Wednesday, May 22, 2013

Python 3 Metaprogramming

How can you import XML files into Python 3?
And why you would?

This blogpost doesn't answer this last question, but it's definetly going to answer the first one :)

Everything I'm writing is taken from this talk from David Beazley: youtube video.
Consider this post as a very little summary of its contents.

Let's start with the requirements:
Python 3.3
... that's all!


And let's see what you're getting:

If you define a file structures.xml like this
<structures>
    <structure name="Stock">
        <field type="SizedString" maxlen="4">name</field>
        <field type="PosInteger">shares</field>
        <field type="PosFloat">price</field>
    </structure>
</structures>

At the end of this blogpost you will get this
>>> from structures import *
>>> s = Stock("GOOG", 100, 99.0)
>>> # DEFAULT INITIALIZER
>>> s.name, s.shares, s.price
('GOOG', 1, 1.0)

>>> # TYPE CHECKING
>>> s.name = 100
TypeError: Expected <class 'str'>

>>> # CONSTRAINT CHECKING
>>> s.name = "GOOOOOOG"
ValueError: Too big


So, if this just aroused your curiosity, go on reading ;)


The first step is to have a look at descriptors.
Descriptors is just how properties are implemented in python [see this link]. In this example, we use them as classes to perform checks on values assignment.
So, let's take as example a descriptor that performs a check such that only values of type str within a certain length are allowed.

class StringDescriptor:
    def __init__(self, name, maxlen):
        self.name = name
        self.maxlen = maxlen

    def __set__(self, instance, value):
        if type(value) != str:
            raise TypeError("Wrong type, expected: %s" % str(str))
        elif len(value) > self.maxlen:
            raise ValueError("String too long")
        instance.__dict__[self.name] = value

    def __get__(self, instance, cls):
        # Actually performs the default action. Just don't define this
        # method to get the default behavior.
        return instance.__dict__[self.name]

class Stock:
    name = StringDescriptor("name", 4)

▶ _What is asked_
1. Update the part of the Python metaprogramming post starting at "At the end of" and ending at "('GOOG', 1, 1.0)", putting "MSFT" in place of "GOOG".
2. Answer these questions from the Python metaprogramming post:
(a) Which version of Python does the post list as its requirement?
(b) In the sample structures.xml file, what type is given for the field named price?
(c) What maximum length does the Stock class pass to StringDescriptor for its name attribute?

▶ _Information given_
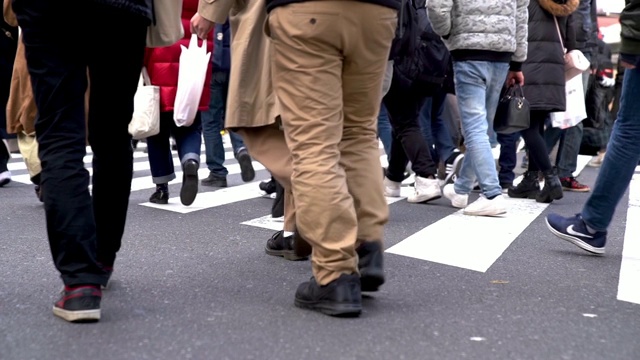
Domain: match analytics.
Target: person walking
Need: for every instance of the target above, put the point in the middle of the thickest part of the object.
(85, 229)
(488, 43)
(588, 229)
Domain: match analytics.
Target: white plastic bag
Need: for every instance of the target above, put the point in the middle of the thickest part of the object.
(576, 110)
(192, 73)
(145, 121)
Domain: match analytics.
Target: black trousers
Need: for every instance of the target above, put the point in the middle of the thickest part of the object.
(84, 229)
(407, 144)
(534, 139)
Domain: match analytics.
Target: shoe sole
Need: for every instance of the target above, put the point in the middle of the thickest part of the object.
(370, 280)
(286, 254)
(331, 309)
(77, 315)
(189, 188)
(423, 198)
(575, 241)
(247, 172)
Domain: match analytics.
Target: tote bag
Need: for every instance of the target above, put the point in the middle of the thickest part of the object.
(576, 109)
(145, 121)
(192, 73)
(166, 28)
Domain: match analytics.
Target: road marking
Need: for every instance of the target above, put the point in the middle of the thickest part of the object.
(210, 199)
(470, 242)
(628, 287)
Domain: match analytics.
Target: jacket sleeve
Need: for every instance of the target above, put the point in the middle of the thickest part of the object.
(522, 31)
(630, 22)
(439, 12)
(216, 11)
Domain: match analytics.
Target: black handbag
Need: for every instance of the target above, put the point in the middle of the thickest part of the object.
(512, 114)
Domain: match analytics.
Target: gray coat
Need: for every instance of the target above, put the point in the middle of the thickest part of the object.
(495, 25)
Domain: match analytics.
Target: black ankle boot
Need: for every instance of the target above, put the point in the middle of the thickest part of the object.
(529, 187)
(161, 196)
(552, 189)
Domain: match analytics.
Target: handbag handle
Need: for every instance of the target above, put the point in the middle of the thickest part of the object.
(564, 49)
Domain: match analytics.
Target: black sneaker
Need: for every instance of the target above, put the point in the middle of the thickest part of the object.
(246, 168)
(280, 245)
(214, 180)
(189, 188)
(370, 264)
(341, 297)
(159, 197)
(79, 304)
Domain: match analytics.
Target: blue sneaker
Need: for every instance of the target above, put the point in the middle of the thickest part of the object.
(574, 230)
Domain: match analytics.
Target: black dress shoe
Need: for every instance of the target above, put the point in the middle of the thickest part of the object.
(341, 297)
(371, 265)
(280, 245)
(214, 180)
(159, 197)
(189, 188)
(247, 172)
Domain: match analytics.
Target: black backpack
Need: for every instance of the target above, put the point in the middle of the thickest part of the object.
(421, 59)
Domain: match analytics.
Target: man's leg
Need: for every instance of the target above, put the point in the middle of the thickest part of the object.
(212, 124)
(109, 116)
(588, 230)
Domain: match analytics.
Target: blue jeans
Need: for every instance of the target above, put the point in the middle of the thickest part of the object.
(188, 141)
(623, 154)
(213, 123)
(435, 128)
(478, 85)
(384, 130)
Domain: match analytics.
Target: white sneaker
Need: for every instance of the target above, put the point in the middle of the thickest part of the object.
(391, 188)
(5, 176)
(457, 200)
(425, 190)
(486, 207)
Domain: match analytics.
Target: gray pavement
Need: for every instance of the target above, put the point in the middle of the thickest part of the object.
(198, 285)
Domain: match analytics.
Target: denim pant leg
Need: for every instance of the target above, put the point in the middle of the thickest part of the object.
(623, 154)
(159, 151)
(79, 224)
(478, 85)
(213, 123)
(384, 130)
(189, 140)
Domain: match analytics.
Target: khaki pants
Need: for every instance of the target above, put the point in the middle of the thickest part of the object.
(329, 60)
(267, 145)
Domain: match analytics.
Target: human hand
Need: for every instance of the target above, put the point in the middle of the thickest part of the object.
(515, 77)
(201, 26)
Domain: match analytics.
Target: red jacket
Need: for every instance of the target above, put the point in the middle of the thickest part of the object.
(163, 63)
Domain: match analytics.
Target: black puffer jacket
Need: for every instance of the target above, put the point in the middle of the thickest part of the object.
(544, 85)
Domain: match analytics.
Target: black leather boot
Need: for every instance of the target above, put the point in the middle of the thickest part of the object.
(552, 189)
(529, 187)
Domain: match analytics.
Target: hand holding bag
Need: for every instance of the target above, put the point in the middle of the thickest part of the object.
(146, 109)
(192, 72)
(512, 114)
(166, 28)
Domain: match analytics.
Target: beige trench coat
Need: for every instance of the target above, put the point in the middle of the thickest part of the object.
(251, 101)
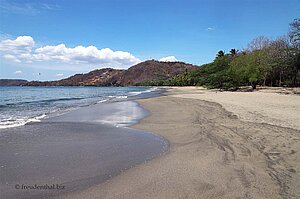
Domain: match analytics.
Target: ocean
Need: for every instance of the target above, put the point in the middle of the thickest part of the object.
(20, 105)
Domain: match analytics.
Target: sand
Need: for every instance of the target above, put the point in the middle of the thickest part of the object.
(216, 151)
(74, 150)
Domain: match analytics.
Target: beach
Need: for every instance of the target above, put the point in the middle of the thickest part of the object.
(74, 150)
(222, 145)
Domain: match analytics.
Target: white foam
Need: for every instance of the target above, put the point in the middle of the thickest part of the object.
(20, 121)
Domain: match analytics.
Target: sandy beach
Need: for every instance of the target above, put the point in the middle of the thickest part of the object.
(222, 145)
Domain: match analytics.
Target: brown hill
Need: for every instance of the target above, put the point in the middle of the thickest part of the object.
(153, 70)
(145, 71)
(12, 82)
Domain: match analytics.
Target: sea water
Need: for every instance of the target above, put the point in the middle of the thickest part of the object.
(20, 105)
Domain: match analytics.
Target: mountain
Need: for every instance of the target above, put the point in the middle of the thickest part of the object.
(142, 72)
(153, 70)
(13, 82)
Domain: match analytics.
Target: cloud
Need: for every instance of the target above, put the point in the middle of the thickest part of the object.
(18, 72)
(209, 29)
(26, 8)
(22, 50)
(59, 75)
(168, 59)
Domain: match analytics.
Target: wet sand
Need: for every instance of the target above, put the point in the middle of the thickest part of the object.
(213, 153)
(74, 151)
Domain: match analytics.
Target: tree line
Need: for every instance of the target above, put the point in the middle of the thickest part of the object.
(263, 62)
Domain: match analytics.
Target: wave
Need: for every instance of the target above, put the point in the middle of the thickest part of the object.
(9, 123)
(42, 101)
(133, 93)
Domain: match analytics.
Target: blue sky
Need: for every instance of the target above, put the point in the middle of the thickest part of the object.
(46, 40)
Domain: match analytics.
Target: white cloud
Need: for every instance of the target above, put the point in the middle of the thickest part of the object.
(26, 8)
(11, 58)
(22, 50)
(18, 72)
(59, 75)
(168, 59)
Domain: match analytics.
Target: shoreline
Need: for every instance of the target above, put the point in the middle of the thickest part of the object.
(212, 154)
(78, 149)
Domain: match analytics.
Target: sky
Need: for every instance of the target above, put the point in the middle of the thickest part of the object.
(48, 40)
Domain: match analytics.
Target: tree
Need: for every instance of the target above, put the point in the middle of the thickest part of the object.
(294, 33)
(251, 68)
(258, 43)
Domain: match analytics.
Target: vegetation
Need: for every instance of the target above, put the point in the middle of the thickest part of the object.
(264, 62)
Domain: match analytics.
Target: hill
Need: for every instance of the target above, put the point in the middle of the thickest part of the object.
(135, 75)
(12, 82)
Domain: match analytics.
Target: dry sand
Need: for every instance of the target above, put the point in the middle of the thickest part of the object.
(213, 153)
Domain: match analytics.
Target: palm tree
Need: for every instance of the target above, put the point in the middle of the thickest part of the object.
(221, 53)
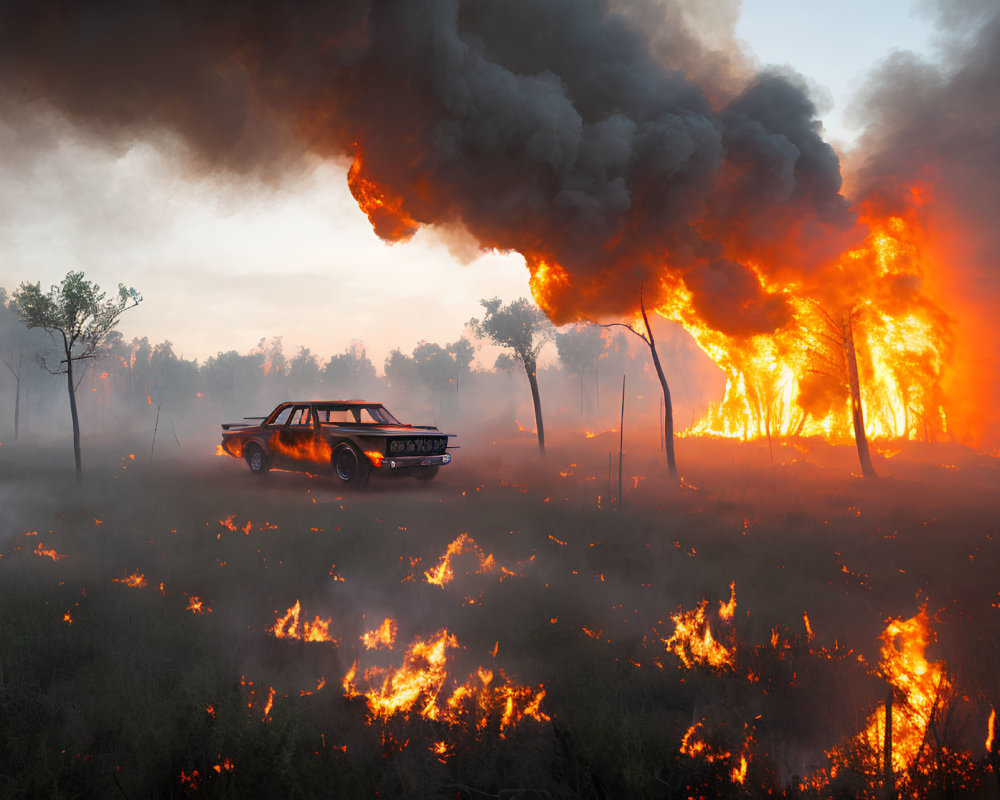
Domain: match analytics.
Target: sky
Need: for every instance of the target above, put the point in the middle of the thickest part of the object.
(223, 262)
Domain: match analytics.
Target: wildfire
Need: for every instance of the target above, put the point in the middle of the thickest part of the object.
(918, 688)
(228, 523)
(726, 610)
(444, 573)
(196, 605)
(136, 580)
(422, 685)
(692, 640)
(794, 381)
(287, 627)
(384, 209)
(383, 636)
(41, 550)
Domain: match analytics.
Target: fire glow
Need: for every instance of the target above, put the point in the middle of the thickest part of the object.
(287, 627)
(919, 687)
(424, 686)
(692, 640)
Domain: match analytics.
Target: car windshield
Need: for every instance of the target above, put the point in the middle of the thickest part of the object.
(354, 415)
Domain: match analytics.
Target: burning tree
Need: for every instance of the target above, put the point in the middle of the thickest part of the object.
(523, 328)
(668, 409)
(77, 311)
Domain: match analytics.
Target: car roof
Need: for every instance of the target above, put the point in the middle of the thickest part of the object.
(329, 403)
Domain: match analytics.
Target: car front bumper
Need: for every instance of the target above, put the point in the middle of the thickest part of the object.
(403, 462)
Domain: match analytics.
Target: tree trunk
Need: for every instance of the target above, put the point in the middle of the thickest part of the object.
(529, 368)
(75, 417)
(668, 409)
(17, 398)
(860, 439)
(888, 776)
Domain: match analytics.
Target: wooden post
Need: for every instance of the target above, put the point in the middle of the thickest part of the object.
(888, 777)
(857, 417)
(621, 435)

▶ _Task responses_
1.
At the end of this blogpost you will get this
>>> from structures import *
>>> s = Stock("MSFT", 100, 99.0)
>>> # DEFAULT INITIALIZER
>>> s.name, s.shares, s.price
('MSFT', 1, 1.0)

2.
(a) Python 3.3
(b) PosFloat
(c) 4